= Beginning of Section =

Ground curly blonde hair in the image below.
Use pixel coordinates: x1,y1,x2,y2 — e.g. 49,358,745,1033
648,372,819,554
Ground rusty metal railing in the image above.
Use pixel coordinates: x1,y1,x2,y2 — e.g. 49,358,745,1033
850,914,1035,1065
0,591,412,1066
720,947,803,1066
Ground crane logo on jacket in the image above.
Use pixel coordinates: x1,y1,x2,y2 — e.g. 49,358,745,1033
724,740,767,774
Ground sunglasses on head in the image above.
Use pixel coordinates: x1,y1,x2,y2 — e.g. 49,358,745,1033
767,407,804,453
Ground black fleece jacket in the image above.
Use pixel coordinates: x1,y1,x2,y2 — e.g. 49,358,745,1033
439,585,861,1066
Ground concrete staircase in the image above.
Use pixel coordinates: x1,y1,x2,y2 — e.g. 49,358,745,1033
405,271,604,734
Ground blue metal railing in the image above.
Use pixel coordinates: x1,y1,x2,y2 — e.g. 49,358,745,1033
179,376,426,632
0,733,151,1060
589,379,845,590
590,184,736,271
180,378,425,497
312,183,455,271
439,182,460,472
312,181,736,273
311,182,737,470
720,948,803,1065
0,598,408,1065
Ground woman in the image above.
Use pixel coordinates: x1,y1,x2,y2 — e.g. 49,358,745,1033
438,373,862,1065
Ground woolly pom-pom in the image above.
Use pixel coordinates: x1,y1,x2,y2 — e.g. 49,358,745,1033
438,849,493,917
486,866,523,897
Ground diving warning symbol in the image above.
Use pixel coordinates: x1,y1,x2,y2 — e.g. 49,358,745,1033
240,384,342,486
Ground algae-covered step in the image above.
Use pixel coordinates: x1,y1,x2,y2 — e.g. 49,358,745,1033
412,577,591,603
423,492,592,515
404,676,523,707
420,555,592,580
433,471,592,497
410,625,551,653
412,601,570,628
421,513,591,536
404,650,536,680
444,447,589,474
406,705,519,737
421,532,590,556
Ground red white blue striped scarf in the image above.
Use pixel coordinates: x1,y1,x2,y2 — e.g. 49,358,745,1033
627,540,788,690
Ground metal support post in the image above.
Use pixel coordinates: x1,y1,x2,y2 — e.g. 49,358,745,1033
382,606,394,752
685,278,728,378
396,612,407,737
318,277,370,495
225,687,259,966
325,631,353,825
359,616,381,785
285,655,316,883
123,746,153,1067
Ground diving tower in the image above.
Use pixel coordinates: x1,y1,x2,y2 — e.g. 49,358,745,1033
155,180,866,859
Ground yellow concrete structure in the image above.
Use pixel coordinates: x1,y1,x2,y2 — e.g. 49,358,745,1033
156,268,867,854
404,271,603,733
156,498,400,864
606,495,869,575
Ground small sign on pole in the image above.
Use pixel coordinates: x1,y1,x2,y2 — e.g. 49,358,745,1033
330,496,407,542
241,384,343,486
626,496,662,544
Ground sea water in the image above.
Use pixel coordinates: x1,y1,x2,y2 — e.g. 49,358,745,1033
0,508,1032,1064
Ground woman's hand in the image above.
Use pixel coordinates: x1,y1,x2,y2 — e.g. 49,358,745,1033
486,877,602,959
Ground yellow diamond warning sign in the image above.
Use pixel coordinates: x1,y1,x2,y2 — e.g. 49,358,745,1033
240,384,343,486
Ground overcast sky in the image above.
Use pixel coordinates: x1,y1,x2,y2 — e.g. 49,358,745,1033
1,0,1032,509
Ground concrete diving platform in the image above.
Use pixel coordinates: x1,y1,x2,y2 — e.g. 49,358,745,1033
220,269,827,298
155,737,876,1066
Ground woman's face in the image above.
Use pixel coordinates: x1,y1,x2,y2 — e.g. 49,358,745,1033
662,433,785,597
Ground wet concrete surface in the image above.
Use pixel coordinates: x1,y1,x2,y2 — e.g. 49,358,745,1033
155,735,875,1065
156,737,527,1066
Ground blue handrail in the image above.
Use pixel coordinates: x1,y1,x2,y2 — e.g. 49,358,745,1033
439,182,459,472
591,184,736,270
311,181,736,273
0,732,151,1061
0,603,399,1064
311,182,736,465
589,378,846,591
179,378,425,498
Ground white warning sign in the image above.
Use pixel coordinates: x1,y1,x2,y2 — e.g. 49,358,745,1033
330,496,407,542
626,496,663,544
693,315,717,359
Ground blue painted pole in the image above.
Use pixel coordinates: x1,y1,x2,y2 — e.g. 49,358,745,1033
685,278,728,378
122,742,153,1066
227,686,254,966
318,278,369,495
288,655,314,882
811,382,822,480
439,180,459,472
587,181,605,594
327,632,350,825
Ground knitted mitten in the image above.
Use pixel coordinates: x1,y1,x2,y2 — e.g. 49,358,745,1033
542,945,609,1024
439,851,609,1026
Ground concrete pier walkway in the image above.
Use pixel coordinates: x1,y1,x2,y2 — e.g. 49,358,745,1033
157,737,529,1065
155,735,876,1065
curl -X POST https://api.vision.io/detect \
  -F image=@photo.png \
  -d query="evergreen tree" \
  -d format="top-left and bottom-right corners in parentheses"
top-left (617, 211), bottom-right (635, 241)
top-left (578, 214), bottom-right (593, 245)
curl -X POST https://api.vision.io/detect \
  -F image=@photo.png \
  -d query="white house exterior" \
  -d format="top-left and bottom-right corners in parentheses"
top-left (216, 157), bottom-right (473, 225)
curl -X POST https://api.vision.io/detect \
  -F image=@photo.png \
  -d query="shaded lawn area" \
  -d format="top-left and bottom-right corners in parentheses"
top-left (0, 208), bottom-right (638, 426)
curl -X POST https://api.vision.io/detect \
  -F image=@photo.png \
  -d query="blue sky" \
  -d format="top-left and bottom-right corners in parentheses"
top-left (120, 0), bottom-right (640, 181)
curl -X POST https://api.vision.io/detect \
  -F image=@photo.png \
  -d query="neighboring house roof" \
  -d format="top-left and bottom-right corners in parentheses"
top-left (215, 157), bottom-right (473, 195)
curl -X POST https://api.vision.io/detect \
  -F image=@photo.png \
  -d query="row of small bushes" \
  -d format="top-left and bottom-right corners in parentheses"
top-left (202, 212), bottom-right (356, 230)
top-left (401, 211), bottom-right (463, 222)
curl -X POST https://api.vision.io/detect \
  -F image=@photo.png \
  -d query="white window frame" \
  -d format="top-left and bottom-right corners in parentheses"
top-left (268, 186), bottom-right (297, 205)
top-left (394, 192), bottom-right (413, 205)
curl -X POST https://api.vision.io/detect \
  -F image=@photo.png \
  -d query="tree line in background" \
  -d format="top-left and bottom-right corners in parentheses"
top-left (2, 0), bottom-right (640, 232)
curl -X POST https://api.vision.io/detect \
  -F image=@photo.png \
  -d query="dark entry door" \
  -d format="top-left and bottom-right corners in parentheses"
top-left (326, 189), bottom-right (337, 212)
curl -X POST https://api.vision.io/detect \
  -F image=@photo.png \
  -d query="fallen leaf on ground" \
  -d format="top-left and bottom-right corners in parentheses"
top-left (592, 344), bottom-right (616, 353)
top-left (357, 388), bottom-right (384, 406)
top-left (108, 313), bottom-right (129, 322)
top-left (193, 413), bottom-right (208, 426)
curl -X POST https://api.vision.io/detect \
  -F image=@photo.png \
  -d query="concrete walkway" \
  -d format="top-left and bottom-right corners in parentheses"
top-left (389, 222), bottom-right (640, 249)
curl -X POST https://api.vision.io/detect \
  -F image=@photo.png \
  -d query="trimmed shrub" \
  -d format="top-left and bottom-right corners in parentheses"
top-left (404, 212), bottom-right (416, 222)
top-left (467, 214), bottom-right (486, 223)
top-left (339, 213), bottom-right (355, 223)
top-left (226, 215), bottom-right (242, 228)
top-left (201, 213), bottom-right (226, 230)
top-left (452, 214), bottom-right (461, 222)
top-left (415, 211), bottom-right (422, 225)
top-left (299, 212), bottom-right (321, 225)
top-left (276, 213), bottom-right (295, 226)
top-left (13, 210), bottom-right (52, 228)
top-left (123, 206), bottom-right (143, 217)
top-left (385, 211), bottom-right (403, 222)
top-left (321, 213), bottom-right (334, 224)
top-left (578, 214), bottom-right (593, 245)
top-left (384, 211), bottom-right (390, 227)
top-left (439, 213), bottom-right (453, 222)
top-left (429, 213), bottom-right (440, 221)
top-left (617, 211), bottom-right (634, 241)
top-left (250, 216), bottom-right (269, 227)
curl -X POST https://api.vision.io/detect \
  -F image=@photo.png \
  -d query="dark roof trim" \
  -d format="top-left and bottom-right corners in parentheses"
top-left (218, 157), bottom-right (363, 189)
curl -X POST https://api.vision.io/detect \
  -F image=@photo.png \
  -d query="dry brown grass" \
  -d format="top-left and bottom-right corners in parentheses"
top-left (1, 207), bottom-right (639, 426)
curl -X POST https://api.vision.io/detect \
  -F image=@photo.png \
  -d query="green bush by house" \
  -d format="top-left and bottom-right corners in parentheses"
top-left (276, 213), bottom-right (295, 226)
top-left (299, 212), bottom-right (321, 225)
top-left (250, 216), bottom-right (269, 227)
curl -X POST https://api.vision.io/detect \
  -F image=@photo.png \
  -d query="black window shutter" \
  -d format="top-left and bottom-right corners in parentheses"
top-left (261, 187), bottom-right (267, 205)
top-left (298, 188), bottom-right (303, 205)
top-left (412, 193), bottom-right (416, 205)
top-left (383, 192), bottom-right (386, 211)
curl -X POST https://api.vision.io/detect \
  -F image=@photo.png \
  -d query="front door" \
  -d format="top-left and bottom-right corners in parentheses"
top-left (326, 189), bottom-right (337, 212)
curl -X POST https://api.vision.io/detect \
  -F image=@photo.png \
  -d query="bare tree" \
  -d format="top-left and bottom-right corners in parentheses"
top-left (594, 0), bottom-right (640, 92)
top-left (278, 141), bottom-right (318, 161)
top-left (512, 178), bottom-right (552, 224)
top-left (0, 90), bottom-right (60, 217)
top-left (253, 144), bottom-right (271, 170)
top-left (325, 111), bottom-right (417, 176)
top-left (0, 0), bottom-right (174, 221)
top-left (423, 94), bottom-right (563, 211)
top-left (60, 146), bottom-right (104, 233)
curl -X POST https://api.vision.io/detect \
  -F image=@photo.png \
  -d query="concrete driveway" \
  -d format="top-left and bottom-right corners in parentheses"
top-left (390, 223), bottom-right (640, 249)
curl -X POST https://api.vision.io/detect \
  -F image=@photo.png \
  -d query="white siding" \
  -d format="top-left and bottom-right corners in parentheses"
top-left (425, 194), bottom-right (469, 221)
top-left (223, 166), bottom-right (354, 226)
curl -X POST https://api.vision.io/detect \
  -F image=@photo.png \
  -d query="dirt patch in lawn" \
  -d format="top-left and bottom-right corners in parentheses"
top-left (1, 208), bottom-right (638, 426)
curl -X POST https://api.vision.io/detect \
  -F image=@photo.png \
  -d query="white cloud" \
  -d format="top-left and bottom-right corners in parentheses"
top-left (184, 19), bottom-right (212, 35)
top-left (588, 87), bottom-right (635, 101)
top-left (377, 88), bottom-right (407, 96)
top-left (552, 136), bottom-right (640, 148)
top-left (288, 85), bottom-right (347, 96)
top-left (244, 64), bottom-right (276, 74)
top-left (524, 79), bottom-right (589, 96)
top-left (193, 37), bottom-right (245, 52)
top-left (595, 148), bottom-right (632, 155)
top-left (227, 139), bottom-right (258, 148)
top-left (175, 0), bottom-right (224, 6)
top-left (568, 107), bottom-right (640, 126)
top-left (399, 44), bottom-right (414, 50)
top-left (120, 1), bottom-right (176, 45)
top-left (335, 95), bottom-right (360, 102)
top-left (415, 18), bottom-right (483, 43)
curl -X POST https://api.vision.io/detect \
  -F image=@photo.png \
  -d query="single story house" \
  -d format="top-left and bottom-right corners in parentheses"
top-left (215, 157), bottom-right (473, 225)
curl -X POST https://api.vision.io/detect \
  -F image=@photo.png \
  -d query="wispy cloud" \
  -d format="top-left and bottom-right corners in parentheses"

= End of Section =

Filter the listing above, keeping only the lines with "door".

▶ Response area
  -d query="dark entry door" \
  -d query="front door" \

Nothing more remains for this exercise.